(Phrase grounding data)
—————
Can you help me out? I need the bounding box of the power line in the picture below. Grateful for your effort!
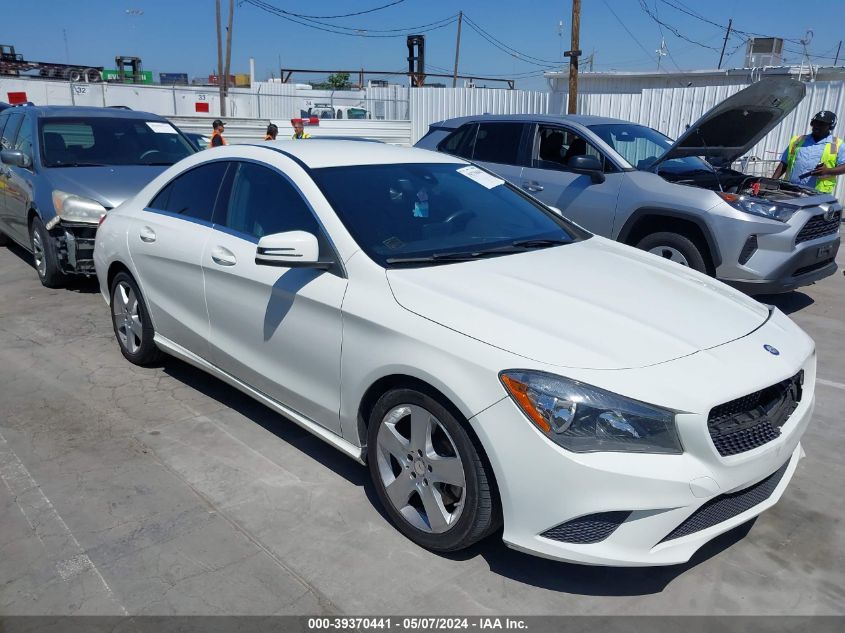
[462,15,562,65]
[241,0,407,20]
[243,0,457,37]
[638,0,721,52]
—————
[What the exercise asks]: Go through the entries and retype them exactly, except for the images.

[Completed task]:
Can you help me out? I need the bounding box of the power line in the picture below. Grateful for your effort!
[462,15,562,65]
[241,0,407,20]
[243,0,457,37]
[638,0,721,52]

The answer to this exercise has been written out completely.